Exercise task: Write out the material below exactly, beginning at the line that contains "of the sunlit" and ending with its last line, both ends included; write nothing else.

[Dataset excerpts on object pointing]
········

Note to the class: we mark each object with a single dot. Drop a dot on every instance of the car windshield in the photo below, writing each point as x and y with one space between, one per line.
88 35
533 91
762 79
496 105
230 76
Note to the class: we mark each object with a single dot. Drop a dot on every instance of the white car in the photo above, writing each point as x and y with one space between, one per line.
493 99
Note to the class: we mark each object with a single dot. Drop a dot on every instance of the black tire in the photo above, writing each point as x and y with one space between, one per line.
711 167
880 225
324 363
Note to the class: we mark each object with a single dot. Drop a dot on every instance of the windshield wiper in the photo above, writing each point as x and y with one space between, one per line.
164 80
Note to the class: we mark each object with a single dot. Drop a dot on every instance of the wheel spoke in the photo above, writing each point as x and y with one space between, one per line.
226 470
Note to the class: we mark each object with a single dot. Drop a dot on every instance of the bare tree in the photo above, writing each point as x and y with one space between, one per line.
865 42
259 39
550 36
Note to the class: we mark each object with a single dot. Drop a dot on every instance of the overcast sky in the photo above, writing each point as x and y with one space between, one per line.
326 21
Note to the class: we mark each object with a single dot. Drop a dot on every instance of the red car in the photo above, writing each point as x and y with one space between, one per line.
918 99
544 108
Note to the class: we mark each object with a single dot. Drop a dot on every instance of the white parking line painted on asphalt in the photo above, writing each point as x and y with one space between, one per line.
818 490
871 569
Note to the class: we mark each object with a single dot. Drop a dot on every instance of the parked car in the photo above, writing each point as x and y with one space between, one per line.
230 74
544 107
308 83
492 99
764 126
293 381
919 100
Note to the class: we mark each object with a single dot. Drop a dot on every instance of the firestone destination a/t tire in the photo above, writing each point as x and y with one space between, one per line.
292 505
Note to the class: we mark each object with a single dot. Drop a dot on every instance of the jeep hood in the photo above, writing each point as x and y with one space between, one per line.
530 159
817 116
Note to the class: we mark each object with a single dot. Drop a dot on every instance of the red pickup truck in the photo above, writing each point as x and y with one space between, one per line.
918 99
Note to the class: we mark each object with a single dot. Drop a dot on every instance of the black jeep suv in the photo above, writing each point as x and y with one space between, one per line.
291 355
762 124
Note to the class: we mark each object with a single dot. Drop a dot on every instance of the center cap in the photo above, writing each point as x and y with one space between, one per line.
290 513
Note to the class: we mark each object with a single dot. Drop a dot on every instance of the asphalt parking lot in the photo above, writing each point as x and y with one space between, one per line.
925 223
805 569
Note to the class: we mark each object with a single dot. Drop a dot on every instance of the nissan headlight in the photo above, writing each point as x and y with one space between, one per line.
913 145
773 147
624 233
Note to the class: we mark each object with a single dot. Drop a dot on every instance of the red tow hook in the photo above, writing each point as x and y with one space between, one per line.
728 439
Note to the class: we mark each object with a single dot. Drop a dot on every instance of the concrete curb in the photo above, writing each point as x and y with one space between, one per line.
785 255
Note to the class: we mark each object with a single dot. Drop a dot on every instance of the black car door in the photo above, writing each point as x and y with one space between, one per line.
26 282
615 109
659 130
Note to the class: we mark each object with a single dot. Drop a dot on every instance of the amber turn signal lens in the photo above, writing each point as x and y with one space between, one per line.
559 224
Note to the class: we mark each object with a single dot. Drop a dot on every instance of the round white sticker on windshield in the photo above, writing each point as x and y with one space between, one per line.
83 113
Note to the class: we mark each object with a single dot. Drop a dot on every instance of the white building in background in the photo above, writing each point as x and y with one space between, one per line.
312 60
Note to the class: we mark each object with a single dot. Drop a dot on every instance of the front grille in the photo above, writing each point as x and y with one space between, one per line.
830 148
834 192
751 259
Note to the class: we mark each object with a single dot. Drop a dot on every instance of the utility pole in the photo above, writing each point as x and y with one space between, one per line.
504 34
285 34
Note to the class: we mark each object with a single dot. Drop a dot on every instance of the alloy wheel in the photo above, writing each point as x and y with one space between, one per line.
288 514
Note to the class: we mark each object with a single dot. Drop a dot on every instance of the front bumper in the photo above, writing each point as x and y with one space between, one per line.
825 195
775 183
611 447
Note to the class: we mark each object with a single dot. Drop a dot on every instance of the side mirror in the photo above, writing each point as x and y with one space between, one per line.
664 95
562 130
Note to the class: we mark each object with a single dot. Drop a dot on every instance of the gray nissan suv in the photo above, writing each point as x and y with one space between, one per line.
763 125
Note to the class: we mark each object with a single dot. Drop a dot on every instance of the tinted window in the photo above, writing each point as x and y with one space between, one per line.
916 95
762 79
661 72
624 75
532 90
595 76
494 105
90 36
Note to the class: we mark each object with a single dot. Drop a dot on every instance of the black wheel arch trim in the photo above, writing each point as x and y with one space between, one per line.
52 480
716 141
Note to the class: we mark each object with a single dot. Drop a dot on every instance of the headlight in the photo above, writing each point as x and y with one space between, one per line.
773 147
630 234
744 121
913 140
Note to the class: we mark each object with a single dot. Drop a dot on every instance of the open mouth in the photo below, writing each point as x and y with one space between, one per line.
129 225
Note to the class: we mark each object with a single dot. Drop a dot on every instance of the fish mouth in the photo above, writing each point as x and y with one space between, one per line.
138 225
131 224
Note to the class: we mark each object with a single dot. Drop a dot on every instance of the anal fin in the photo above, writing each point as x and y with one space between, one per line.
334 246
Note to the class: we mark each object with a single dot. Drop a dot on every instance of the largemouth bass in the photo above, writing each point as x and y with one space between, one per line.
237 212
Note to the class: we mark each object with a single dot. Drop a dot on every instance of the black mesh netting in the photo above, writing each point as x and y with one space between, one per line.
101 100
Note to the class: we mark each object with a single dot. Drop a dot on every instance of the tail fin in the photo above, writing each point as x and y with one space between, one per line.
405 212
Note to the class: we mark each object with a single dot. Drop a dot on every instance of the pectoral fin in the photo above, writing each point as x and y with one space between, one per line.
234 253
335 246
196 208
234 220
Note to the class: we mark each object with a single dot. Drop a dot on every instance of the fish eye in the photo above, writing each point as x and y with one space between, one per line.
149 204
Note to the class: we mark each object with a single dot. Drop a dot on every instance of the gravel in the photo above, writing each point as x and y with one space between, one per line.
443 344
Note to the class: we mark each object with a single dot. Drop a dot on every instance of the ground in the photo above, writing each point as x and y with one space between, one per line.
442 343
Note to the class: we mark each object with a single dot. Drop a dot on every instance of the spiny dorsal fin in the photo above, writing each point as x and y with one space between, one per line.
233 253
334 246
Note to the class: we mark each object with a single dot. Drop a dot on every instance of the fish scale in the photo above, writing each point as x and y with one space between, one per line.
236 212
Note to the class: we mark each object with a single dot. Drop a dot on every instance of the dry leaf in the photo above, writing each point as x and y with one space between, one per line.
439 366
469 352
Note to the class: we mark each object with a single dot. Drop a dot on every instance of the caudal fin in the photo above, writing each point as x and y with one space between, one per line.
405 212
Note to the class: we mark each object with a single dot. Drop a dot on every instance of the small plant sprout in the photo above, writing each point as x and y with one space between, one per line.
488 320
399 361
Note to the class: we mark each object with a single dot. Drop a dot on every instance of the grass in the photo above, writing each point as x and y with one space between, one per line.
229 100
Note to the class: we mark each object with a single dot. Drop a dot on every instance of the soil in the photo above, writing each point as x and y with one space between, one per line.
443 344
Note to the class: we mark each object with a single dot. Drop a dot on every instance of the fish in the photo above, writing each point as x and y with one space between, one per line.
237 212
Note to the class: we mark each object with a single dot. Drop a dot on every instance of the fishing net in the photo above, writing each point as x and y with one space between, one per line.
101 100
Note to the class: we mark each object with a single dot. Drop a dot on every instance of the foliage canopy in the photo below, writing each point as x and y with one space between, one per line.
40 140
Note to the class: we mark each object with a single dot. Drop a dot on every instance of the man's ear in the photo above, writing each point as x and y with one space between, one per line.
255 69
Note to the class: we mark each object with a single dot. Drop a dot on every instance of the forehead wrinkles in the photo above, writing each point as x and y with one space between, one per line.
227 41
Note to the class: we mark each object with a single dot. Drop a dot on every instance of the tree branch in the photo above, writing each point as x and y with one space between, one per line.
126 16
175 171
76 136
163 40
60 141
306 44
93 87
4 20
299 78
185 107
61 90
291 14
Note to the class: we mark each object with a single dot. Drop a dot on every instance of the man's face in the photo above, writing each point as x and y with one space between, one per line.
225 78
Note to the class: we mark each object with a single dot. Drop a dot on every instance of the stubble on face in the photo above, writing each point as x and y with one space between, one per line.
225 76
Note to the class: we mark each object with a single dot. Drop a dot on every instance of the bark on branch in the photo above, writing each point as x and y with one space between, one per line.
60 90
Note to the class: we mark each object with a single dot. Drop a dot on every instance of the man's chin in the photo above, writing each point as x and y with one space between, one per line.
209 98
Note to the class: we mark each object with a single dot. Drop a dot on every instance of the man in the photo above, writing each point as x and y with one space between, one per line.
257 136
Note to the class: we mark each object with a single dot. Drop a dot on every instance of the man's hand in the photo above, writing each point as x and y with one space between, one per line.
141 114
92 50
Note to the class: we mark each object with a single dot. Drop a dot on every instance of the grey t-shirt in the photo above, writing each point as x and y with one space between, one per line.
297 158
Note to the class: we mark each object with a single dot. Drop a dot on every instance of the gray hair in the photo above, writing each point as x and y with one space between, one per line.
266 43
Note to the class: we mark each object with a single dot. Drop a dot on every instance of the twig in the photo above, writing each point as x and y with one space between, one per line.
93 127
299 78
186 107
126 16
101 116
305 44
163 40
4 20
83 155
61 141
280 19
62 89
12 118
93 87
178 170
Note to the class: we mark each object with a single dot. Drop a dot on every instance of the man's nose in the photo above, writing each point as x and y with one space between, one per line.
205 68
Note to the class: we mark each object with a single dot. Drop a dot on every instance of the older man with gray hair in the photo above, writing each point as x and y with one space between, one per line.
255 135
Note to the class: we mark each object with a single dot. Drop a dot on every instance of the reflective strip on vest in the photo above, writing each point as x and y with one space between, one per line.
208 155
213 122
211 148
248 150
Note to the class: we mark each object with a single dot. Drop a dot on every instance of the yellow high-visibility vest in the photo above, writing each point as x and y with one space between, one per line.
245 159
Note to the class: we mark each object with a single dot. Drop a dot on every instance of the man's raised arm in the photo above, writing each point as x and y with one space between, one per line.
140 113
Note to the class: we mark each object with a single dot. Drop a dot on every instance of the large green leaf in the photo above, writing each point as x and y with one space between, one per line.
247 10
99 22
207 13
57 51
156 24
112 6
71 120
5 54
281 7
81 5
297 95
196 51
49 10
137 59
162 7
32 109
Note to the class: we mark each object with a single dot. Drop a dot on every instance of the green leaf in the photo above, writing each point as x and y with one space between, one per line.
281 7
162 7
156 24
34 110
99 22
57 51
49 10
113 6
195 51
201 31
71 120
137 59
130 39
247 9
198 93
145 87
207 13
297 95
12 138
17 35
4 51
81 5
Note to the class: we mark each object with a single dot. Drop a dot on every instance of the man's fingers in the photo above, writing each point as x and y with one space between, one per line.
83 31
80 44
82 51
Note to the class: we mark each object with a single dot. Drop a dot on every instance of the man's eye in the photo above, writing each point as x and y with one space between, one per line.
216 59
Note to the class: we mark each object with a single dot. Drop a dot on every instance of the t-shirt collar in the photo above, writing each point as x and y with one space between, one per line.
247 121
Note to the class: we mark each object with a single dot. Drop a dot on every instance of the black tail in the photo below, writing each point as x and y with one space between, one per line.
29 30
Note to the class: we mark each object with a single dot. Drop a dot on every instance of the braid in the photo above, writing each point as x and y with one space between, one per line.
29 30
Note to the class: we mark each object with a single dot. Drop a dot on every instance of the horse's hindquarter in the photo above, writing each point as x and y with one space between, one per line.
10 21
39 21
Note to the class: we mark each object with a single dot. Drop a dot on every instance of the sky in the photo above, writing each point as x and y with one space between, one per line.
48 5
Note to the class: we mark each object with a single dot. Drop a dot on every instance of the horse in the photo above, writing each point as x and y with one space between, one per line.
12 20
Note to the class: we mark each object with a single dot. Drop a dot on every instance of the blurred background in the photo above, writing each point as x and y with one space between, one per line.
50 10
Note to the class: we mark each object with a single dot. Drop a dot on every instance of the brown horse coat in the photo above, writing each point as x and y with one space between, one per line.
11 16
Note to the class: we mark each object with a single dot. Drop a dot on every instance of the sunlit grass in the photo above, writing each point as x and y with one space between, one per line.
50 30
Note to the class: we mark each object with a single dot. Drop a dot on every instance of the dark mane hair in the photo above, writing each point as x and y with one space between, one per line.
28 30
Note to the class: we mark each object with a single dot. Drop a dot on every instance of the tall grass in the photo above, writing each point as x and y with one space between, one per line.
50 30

········

Solution:
Note to the class: we mark each object with a single dot. Drop a dot on every instance of the sunlit grass in the photo above, writing each point as x and y with one space between, one per line.
50 30
Note to the class: we mark each object with a single dot. Drop a dot on every instance of the dark mane hair in the photo above, writing each point as x and y with one space between, one per line.
28 30
Note to the class: we mark each object with a single dot. Drop a dot on every instance of the tall grass in the photo above, writing each point as x and y with one space between, one per line.
50 30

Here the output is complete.